◆ Exercise description
Copy the article on Ipswich Hospital and The Queensland Times in full, word for word.

◆ Source extract
····················

Hospital and newspaper go a long way back

Just as Ipswich Hospital stopped using paper and went digital last year, The Queensland Times has stopped printing its newspaper to become a solely digital source of news. 

Sunshine Children's Ward 1935
Sunshine Children's Ward was built in 1935.

It’s a reminder that histories of Ipswich Hospital and The Queensland Times are deeply intertwined – with both institutions celebrating their 160th birthdays recently. 

West Moreton Health Chief Executive Dr Kerrie Freeman said so many Ipswich residents had strong links to both the hospital and the newspaper. 

“Many Ipswich citizens of a certain vintage would have been born at Ipswich Hospital and had their birth announced in The Queensland Times,” Dr Freeman said. 

“We go back a long way together. In fact, Ipswich Hospital wouldn’t have gained its first children’s ward were it not for an enterprising journalist on The Queensland Times.”  

The Sunshine Ward for Children was built in 1935 through the fundraising efforts of Ipswich children led by QT journalist Fred Ware. 

Ware created the Sunshine League for children in 1920 with the objective of “spreading sunshine into the lives of others”. 

Using the pen name “Uncle William”, Ware wrote a Saturday column for children who took on pen names like Blue Daisy and Prairie Cowboy when they signed up to the League. 

Ware encouraged his young readers to perform good deeds and collect donations for charitable causes. At first the hospital benefited from small donations from the League such as radios and cots, but by 1930 Ware had fixed his sights on a bigger project. 

Four years later, the children of the Sunshine League and the winder community had raised £3890 which was matched by a government grant of £5000 and work on the Sunshine Ward began. 

The foundation stone for the two-storey brick building with 44 beds and an operating theatre was laid in December 1934 by the Duke of Gloucester. 

When it opened a year later, a Queensland Times headline described the facility as “The Finest in Australia”. 

Ware eventually left journalism to take up dairy farming in NSW. After Ware’s death in 1957, Ipswich Hospital Superintendent Dr David Trumpy said “He and his Sunshine League, through ‘The Queensland Times’ did a splendid job in raising a big amount of money. His work was done without any desire for personal gain. He never wanted anyone to know who ‘Uncle William’ was.”

····················

◆ Referring expression data based on photos
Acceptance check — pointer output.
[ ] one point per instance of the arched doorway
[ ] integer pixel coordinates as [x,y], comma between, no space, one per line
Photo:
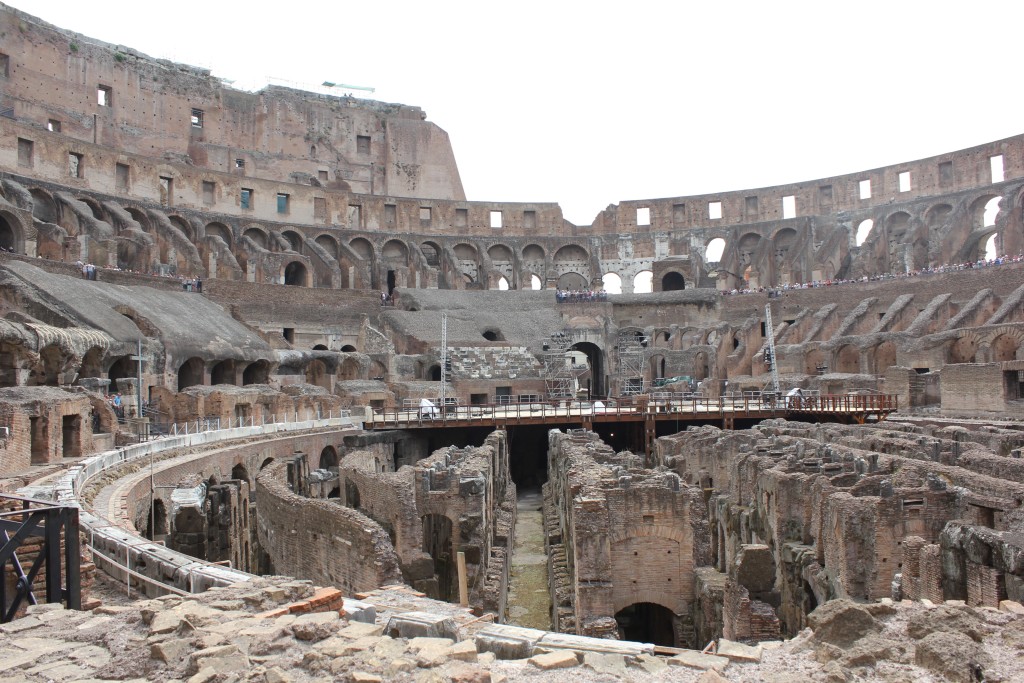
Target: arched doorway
[295,274]
[437,544]
[647,623]
[673,282]
[594,381]
[190,373]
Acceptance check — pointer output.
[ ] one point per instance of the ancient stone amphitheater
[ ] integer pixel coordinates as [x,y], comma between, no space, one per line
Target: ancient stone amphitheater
[298,410]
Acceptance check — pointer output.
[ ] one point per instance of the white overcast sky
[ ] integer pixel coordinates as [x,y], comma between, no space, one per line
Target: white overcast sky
[587,103]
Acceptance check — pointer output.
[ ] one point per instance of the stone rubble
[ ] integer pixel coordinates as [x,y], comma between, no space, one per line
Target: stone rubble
[275,630]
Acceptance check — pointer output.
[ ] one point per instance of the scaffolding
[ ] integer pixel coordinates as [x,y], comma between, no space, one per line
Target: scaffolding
[632,351]
[560,374]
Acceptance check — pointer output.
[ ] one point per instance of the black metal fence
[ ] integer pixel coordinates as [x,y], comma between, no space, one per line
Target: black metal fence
[38,537]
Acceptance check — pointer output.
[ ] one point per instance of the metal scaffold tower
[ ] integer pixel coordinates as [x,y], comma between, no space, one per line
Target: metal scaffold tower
[632,351]
[559,373]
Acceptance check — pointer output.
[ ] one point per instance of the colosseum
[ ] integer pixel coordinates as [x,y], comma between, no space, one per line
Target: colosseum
[265,367]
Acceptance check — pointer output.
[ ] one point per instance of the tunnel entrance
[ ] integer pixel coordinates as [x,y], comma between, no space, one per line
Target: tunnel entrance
[647,623]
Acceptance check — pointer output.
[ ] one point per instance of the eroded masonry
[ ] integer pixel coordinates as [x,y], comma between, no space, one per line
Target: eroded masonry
[266,333]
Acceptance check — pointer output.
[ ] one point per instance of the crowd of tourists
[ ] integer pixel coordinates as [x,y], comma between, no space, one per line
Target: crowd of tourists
[580,296]
[954,267]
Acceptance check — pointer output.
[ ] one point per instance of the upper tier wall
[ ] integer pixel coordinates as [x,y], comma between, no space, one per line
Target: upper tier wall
[89,91]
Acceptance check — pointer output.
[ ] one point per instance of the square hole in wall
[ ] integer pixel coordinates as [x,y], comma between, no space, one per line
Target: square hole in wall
[529,220]
[121,176]
[25,152]
[74,165]
[945,174]
[209,193]
[904,181]
[790,206]
[995,164]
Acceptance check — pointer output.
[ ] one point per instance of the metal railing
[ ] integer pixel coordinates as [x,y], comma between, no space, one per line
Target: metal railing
[689,404]
[60,562]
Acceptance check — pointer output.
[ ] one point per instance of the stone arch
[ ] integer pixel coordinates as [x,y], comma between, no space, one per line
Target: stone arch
[43,206]
[395,250]
[714,250]
[183,225]
[223,373]
[220,230]
[192,373]
[847,359]
[257,372]
[11,235]
[294,241]
[532,252]
[964,349]
[363,247]
[257,235]
[1007,346]
[611,283]
[673,282]
[295,273]
[431,253]
[328,244]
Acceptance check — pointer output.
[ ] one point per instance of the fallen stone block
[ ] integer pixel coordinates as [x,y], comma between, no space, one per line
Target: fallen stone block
[417,625]
[559,659]
[738,651]
[695,659]
[507,642]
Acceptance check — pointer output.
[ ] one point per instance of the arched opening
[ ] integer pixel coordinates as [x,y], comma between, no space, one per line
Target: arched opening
[256,373]
[673,282]
[8,239]
[222,373]
[643,283]
[329,459]
[123,367]
[612,283]
[437,544]
[240,473]
[593,379]
[295,273]
[714,250]
[848,359]
[1005,348]
[647,623]
[156,521]
[964,349]
[571,281]
[190,373]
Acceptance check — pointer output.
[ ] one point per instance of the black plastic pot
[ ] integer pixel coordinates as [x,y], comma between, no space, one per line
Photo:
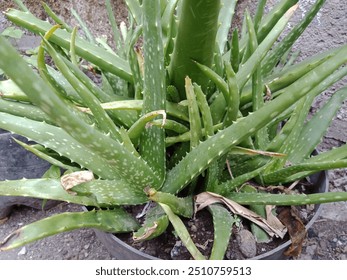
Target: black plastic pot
[17,163]
[122,251]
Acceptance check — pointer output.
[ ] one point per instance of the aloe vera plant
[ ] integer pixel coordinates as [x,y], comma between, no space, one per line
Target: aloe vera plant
[190,117]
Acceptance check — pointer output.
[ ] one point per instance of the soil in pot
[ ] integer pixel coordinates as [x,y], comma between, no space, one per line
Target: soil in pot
[241,245]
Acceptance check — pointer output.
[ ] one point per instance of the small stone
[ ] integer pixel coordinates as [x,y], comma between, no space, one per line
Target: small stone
[22,252]
[247,243]
[193,228]
[311,250]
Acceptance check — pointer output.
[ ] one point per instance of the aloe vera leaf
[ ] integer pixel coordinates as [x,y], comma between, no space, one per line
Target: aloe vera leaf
[21,5]
[185,137]
[134,8]
[215,78]
[248,68]
[57,87]
[108,193]
[194,115]
[193,43]
[116,220]
[182,232]
[44,189]
[273,17]
[57,139]
[233,100]
[185,171]
[259,234]
[124,118]
[46,157]
[301,114]
[219,104]
[172,94]
[279,81]
[141,124]
[182,206]
[329,81]
[287,42]
[55,17]
[204,110]
[136,65]
[235,51]
[225,18]
[115,30]
[167,22]
[231,185]
[153,138]
[84,27]
[154,226]
[171,125]
[315,129]
[172,109]
[115,154]
[73,55]
[286,199]
[301,170]
[22,109]
[259,13]
[99,93]
[334,154]
[261,136]
[102,119]
[222,225]
[96,55]
[287,138]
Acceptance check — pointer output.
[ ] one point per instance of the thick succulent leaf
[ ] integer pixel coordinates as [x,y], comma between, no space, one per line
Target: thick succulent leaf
[193,43]
[225,18]
[155,224]
[116,220]
[22,109]
[198,159]
[154,96]
[299,171]
[96,55]
[182,232]
[182,206]
[111,192]
[286,199]
[314,130]
[280,49]
[222,226]
[115,154]
[56,139]
[42,188]
[269,21]
[248,68]
[46,157]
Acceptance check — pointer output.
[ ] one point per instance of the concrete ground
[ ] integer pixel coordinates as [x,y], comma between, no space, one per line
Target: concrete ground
[328,237]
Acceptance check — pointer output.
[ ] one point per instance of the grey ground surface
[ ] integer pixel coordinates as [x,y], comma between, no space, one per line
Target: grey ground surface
[327,239]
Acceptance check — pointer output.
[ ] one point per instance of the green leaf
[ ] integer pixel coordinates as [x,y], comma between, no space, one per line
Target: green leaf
[116,220]
[12,32]
[222,225]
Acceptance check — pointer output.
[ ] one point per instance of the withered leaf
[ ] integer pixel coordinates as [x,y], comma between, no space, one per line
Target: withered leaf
[68,181]
[296,229]
[272,228]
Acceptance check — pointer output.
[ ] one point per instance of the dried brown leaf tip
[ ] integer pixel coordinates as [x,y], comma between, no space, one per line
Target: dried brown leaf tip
[71,180]
[290,218]
[273,228]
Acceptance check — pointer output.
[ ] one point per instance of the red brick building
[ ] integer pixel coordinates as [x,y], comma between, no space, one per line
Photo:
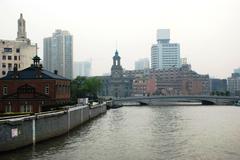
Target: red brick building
[32,89]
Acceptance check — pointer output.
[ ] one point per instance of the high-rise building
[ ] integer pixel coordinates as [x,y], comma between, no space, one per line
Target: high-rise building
[82,69]
[165,55]
[142,64]
[58,53]
[16,53]
[233,84]
[237,70]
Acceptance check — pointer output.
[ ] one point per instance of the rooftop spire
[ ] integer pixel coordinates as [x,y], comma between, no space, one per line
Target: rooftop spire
[21,34]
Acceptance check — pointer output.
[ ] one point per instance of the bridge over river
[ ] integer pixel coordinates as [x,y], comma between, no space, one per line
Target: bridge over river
[158,100]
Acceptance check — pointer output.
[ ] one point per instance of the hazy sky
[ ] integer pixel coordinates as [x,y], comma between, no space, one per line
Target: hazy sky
[207,30]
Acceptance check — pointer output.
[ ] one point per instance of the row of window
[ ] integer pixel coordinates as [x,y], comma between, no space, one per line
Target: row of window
[25,90]
[10,65]
[9,50]
[23,108]
[10,57]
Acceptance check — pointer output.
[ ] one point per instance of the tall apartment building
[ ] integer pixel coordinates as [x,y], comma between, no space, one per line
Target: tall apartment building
[233,84]
[237,70]
[142,64]
[82,69]
[17,52]
[58,53]
[165,55]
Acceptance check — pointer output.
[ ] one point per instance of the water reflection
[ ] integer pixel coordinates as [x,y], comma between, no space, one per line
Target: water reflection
[197,132]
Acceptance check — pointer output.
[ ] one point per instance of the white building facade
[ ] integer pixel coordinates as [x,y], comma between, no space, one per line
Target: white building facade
[233,84]
[165,55]
[82,69]
[58,53]
[142,64]
[16,53]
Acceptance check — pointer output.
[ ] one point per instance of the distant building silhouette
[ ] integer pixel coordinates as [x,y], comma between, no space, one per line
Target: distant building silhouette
[58,53]
[142,64]
[16,53]
[82,68]
[165,55]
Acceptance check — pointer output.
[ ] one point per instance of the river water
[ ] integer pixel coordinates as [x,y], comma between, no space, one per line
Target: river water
[146,133]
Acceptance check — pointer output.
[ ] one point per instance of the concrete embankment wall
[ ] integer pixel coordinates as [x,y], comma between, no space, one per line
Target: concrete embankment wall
[19,132]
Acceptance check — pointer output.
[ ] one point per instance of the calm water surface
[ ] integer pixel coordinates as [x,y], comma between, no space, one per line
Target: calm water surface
[145,133]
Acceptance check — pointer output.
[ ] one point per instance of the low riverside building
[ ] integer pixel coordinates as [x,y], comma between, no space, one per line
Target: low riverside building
[116,85]
[170,81]
[175,81]
[218,85]
[144,86]
[33,89]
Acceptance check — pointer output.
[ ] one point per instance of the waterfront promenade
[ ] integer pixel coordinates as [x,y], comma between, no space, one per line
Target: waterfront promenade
[146,132]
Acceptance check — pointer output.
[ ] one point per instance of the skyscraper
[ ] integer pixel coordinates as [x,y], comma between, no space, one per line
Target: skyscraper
[16,53]
[142,64]
[58,53]
[165,55]
[82,69]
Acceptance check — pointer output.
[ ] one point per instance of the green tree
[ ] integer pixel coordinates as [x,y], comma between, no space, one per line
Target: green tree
[82,87]
[227,93]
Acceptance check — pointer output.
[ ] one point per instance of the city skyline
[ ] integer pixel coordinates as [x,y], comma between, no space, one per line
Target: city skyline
[207,30]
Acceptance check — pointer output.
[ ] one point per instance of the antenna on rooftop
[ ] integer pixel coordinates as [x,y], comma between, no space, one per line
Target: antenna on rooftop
[36,49]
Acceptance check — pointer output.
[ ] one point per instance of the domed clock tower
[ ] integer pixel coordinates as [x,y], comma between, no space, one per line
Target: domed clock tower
[116,70]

····················

◆ Your response
Hospital and newspaper go a long way back

Just as Ipswich Hospital stopped using paper and went digital last year, The Queensland Times has stopped printing its newspaper to become a solely digital source of news. 

Sunshine Children's Ward 1935
Sunshine Children's Ward was built in 1935.

It’s a reminder that histories of Ipswich Hospital and The Queensland Times are deeply intertwined – with both institutions celebrating their 160th birthdays recently. 

West Moreton Health Chief Executive Dr Kerrie Freeman said so many Ipswich residents had strong links to both the hospital and the newspaper. 

“Many Ipswich citizens of a certain vintage would have been born at Ipswich Hospital and had their birth announced in The Queensland Times,” Dr Freeman said. 

“We go back a long way together. In fact, Ipswich Hospital wouldn’t have gained its first children’s ward were it not for an enterprising journalist on The Queensland Times.”  

The Sunshine Ward for Children was built in 1935 through the fundraising efforts of Ipswich children led by QT journalist Fred Ware. 

Ware created the Sunshine League for children in 1920 with the objective of “spreading sunshine into the lives of others”. 

Using the pen name “Uncle William”, Ware wrote a Saturday column for children who took on pen names like Blue Daisy and Prairie Cowboy when they signed up to the League. 

Ware encouraged his young readers to perform good deeds and collect donations for charitable causes. At first the hospital benefited from small donations from the League such as radios and cots, but by 1930 Ware had fixed his sights on a bigger project. 

Four years later, the children of the Sunshine League and the winder community had raised £3890 which was matched by a government grant of £5000 and work on the Sunshine Ward began. 

The foundation stone for the two-storey brick building with 44 beds and an operating theatre was laid in December 1934 by the Duke of Gloucester. 

When it opened a year later, a Queensland Times headline described the facility as “The Finest in Australia”. 

Ware eventually left journalism to take up dairy farming in NSW. After Ware’s death in 1957, Ipswich Hospital Superintendent Dr David Trumpy said “He and his Sunshine League, through ‘The Queensland Times’ did a splendid job in raising a big amount of money. His work was done without any desire for personal gain. He never wanted anyone to know who ‘Uncle William’ was.”